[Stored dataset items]

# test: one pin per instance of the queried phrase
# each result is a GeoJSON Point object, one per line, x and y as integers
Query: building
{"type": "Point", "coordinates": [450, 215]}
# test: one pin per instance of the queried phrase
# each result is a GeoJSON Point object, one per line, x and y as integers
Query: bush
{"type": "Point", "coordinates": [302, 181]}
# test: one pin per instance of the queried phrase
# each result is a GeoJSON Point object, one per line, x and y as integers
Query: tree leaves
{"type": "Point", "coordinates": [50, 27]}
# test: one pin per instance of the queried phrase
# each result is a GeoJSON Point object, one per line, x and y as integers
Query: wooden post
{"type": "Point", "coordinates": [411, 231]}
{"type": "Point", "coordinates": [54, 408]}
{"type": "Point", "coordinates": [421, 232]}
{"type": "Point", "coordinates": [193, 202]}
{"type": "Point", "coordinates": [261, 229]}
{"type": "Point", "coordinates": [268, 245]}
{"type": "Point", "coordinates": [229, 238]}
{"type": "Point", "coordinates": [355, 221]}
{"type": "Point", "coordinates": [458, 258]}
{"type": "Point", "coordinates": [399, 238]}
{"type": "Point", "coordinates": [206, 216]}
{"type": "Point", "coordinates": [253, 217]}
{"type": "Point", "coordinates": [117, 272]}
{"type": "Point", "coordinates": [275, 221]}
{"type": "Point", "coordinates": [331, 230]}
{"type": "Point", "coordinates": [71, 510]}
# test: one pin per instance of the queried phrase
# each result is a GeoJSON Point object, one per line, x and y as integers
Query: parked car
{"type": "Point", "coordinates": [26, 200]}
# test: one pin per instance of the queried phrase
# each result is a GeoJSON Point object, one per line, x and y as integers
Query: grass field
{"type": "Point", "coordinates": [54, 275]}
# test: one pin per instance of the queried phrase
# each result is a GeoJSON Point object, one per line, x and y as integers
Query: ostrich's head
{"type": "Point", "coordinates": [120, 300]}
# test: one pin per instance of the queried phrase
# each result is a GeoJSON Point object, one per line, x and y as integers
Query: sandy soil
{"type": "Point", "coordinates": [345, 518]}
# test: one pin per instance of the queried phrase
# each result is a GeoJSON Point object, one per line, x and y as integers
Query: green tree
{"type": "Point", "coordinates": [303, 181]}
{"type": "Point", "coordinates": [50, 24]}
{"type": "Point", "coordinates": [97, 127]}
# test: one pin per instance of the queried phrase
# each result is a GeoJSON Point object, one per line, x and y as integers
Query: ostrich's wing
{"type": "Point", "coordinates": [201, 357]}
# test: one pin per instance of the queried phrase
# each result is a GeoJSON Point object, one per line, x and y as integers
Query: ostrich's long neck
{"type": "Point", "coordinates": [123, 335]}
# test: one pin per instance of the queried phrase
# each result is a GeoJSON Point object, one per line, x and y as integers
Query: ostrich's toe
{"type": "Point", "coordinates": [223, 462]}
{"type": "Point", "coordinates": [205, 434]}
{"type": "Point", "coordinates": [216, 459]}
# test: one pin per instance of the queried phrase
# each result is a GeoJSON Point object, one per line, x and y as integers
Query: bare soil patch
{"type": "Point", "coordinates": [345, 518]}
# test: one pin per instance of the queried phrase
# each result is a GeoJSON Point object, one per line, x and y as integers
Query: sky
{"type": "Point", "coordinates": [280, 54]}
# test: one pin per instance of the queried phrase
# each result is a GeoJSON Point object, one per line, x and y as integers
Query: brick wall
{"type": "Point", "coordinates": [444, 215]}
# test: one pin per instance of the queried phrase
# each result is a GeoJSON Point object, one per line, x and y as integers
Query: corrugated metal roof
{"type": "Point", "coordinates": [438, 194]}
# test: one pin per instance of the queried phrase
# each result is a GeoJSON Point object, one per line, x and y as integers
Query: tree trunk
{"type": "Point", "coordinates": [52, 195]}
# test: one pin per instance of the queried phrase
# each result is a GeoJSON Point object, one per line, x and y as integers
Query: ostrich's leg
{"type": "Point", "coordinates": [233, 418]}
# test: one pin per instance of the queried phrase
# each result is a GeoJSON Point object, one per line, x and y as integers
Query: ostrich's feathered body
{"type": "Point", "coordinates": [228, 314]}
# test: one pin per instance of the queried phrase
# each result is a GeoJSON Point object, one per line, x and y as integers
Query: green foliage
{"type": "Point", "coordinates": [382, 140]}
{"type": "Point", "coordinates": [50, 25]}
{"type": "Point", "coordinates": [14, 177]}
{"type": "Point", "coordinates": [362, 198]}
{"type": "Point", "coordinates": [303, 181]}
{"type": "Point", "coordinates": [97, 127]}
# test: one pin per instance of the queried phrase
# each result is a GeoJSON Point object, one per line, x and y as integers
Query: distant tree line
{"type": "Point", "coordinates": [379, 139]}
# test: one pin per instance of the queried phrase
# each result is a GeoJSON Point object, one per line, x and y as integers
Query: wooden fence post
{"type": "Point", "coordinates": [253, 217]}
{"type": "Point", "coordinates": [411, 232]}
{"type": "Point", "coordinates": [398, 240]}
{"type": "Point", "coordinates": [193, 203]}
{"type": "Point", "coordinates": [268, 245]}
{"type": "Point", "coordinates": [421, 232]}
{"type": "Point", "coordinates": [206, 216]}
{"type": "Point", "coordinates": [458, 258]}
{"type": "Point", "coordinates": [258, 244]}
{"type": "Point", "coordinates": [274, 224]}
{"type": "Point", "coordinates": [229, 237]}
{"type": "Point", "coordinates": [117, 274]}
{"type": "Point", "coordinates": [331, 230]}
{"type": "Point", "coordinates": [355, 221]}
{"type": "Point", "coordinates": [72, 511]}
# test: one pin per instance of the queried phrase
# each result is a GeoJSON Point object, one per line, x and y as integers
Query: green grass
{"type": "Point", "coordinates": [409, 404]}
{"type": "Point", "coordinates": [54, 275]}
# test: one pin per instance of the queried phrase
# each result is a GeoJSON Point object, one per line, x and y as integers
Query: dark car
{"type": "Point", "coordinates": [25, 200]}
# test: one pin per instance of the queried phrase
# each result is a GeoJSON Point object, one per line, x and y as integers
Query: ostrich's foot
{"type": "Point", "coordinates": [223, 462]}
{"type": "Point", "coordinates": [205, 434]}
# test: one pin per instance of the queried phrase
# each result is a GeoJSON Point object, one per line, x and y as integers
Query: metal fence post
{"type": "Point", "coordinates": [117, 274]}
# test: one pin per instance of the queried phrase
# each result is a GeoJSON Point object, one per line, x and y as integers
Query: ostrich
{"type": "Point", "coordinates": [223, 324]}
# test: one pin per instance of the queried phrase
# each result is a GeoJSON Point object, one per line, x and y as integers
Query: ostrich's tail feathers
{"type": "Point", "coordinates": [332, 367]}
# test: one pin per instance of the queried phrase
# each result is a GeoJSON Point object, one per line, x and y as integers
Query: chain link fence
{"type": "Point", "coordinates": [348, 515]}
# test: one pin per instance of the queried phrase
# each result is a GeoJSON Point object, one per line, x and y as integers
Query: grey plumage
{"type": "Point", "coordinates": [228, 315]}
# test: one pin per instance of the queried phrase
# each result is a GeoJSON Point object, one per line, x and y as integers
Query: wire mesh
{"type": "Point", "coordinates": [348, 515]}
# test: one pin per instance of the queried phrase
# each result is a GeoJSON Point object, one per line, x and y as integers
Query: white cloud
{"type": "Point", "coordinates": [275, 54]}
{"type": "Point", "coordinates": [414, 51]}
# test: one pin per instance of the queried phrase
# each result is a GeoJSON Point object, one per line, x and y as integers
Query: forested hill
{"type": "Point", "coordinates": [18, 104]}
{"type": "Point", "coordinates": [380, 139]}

Instructions to follow
Print the data in full, with each line exactly as given.

Reply to the exercise
# test: one pin per instance of the queried phrase
# each result is a GeoJSON Point object, one per line, x and y as integers
Query: building
{"type": "Point", "coordinates": [450, 215]}
# test: one pin per instance of the queried phrase
# each result is a GeoJSON Point object, one per line, x and y as integers
Query: bush
{"type": "Point", "coordinates": [302, 181]}
# test: one pin per instance of the queried phrase
# each result is a GeoJSON Point object, one per line, x and y as integers
Query: tree leaves
{"type": "Point", "coordinates": [50, 27]}
# test: one pin per instance of the queried phrase
# each result is a GeoJSON Point object, one per line, x and y as integers
Query: wooden post
{"type": "Point", "coordinates": [411, 231]}
{"type": "Point", "coordinates": [54, 408]}
{"type": "Point", "coordinates": [421, 232]}
{"type": "Point", "coordinates": [193, 202]}
{"type": "Point", "coordinates": [261, 229]}
{"type": "Point", "coordinates": [268, 245]}
{"type": "Point", "coordinates": [229, 238]}
{"type": "Point", "coordinates": [355, 221]}
{"type": "Point", "coordinates": [458, 258]}
{"type": "Point", "coordinates": [399, 238]}
{"type": "Point", "coordinates": [206, 216]}
{"type": "Point", "coordinates": [253, 217]}
{"type": "Point", "coordinates": [117, 272]}
{"type": "Point", "coordinates": [275, 221]}
{"type": "Point", "coordinates": [331, 230]}
{"type": "Point", "coordinates": [71, 510]}
# test: one pin per instance of the queried phrase
# each result is a GeoJSON Point object, one per line, x and y as integers
Query: parked car
{"type": "Point", "coordinates": [26, 200]}
# test: one pin per instance of the queried phrase
# each result is a GeoJSON Point object, one per line, x and y as integers
Query: grass field
{"type": "Point", "coordinates": [54, 275]}
# test: one pin per instance of the queried phrase
# each result is a GeoJSON Point object, one per line, x and y as integers
Query: ostrich's head
{"type": "Point", "coordinates": [120, 300]}
# test: one pin per instance of the queried phrase
# each result is a GeoJSON Point object, one per line, x and y as integers
Query: sandy soil
{"type": "Point", "coordinates": [345, 518]}
# test: one pin per instance of the queried phrase
# each result is a GeoJSON Point object, one per line, x and y as integers
Query: green tree
{"type": "Point", "coordinates": [303, 181]}
{"type": "Point", "coordinates": [50, 24]}
{"type": "Point", "coordinates": [97, 127]}
# test: one pin per instance of the queried phrase
# each result is a GeoJSON Point object, one per line, x and y as integers
Query: ostrich's wing
{"type": "Point", "coordinates": [201, 357]}
# test: one pin per instance of the queried phrase
# each result is a GeoJSON Point object, one per line, x and y as integers
Query: ostrich's long neck
{"type": "Point", "coordinates": [123, 335]}
# test: one pin per instance of the queried phrase
# each result is a GeoJSON Point object, one per line, x and y as integers
Query: ostrich's toe
{"type": "Point", "coordinates": [223, 462]}
{"type": "Point", "coordinates": [205, 434]}
{"type": "Point", "coordinates": [216, 459]}
# test: one pin per instance of the queried phrase
# each result is a GeoJSON Point object, one per line, x and y as integers
Query: bare soil patch
{"type": "Point", "coordinates": [345, 518]}
# test: one pin per instance of the queried phrase
# each result is a GeoJSON Point object, one per line, x and y as integers
Query: sky
{"type": "Point", "coordinates": [280, 54]}
# test: one pin per instance of the queried phrase
# each result is a GeoJSON Point object, one per line, x and y as integers
Query: brick wall
{"type": "Point", "coordinates": [444, 215]}
# test: one pin per instance of the queried phrase
# each result is a GeoJSON Point object, one per line, x and y as integers
Query: corrugated metal roof
{"type": "Point", "coordinates": [438, 194]}
# test: one pin per instance of the queried phrase
# each result is a GeoJSON Point object, one per line, x and y as integers
Query: tree trunk
{"type": "Point", "coordinates": [52, 195]}
# test: one pin per instance of the queried phrase
# each result is a GeoJSON Point object, one per line, x and y as integers
Query: ostrich's leg
{"type": "Point", "coordinates": [233, 418]}
# test: one pin per instance of the queried phrase
# each result is a GeoJSON Point object, one per line, x and y as integers
Query: ostrich's feathered body
{"type": "Point", "coordinates": [228, 314]}
# test: one pin per instance of the queried phrase
# each result is a GeoJSON Point object, one per line, x and y as integers
Query: green foliage
{"type": "Point", "coordinates": [382, 140]}
{"type": "Point", "coordinates": [50, 25]}
{"type": "Point", "coordinates": [14, 177]}
{"type": "Point", "coordinates": [362, 198]}
{"type": "Point", "coordinates": [303, 181]}
{"type": "Point", "coordinates": [97, 127]}
# test: one pin per instance of the queried phrase
# each result is a GeoJSON Point object, one per line, x and y as integers
Query: distant tree line
{"type": "Point", "coordinates": [379, 139]}
# test: one pin per instance of the queried phrase
# each result is a GeoJSON Point object, one per line, x and y as integers
Query: wooden fence post
{"type": "Point", "coordinates": [253, 217]}
{"type": "Point", "coordinates": [411, 232]}
{"type": "Point", "coordinates": [398, 240]}
{"type": "Point", "coordinates": [193, 203]}
{"type": "Point", "coordinates": [268, 245]}
{"type": "Point", "coordinates": [421, 232]}
{"type": "Point", "coordinates": [206, 216]}
{"type": "Point", "coordinates": [458, 258]}
{"type": "Point", "coordinates": [258, 244]}
{"type": "Point", "coordinates": [274, 224]}
{"type": "Point", "coordinates": [229, 237]}
{"type": "Point", "coordinates": [117, 274]}
{"type": "Point", "coordinates": [331, 230]}
{"type": "Point", "coordinates": [355, 221]}
{"type": "Point", "coordinates": [72, 511]}
# test: one pin per instance of the queried phrase
# each result is a GeoJSON Point object, one per line, x and y as integers
Query: green grass
{"type": "Point", "coordinates": [409, 404]}
{"type": "Point", "coordinates": [54, 275]}
# test: one pin per instance of the queried phrase
# each result is a GeoJSON Point object, one per line, x and y as integers
Query: dark car
{"type": "Point", "coordinates": [25, 200]}
# test: one pin per instance of the queried phrase
# each result is a GeoJSON Point object, one per line, x and y as integers
Query: ostrich's foot
{"type": "Point", "coordinates": [223, 462]}
{"type": "Point", "coordinates": [205, 434]}
# test: one pin per instance of the queried phrase
# each result is a GeoJSON Point object, one per line, x and y as integers
Query: metal fence post
{"type": "Point", "coordinates": [117, 274]}
# test: one pin per instance of the queried phrase
# each result is a GeoJSON Point object, one per line, x and y as integers
Query: ostrich
{"type": "Point", "coordinates": [223, 324]}
# test: one pin per instance of the queried phrase
# each result is a GeoJSON Point object, one per line, x and y as integers
Query: ostrich's tail feathers
{"type": "Point", "coordinates": [332, 367]}
# test: one pin per instance of the queried phrase
# each result is a GeoJSON Point object, one per line, x and y as integers
Query: chain link fence
{"type": "Point", "coordinates": [348, 515]}
# test: one pin per instance of the queried phrase
# each result is a GeoJSON Point object, one per line, x and y as integers
Query: grey plumage
{"type": "Point", "coordinates": [228, 315]}
# test: one pin per instance of the queried phrase
# each result is a GeoJSON Point object, one per line, x and y as integers
Query: wire mesh
{"type": "Point", "coordinates": [348, 515]}
# test: one pin per instance of the queried phrase
# each result is a GeoJSON Point object, one per line, x and y as integers
Query: white cloud
{"type": "Point", "coordinates": [275, 54]}
{"type": "Point", "coordinates": [414, 51]}
# test: one pin per instance of the queried phrase
# each result is a GeoJSON Point object, one per line, x and y as integers
Query: forested hill
{"type": "Point", "coordinates": [18, 104]}
{"type": "Point", "coordinates": [380, 139]}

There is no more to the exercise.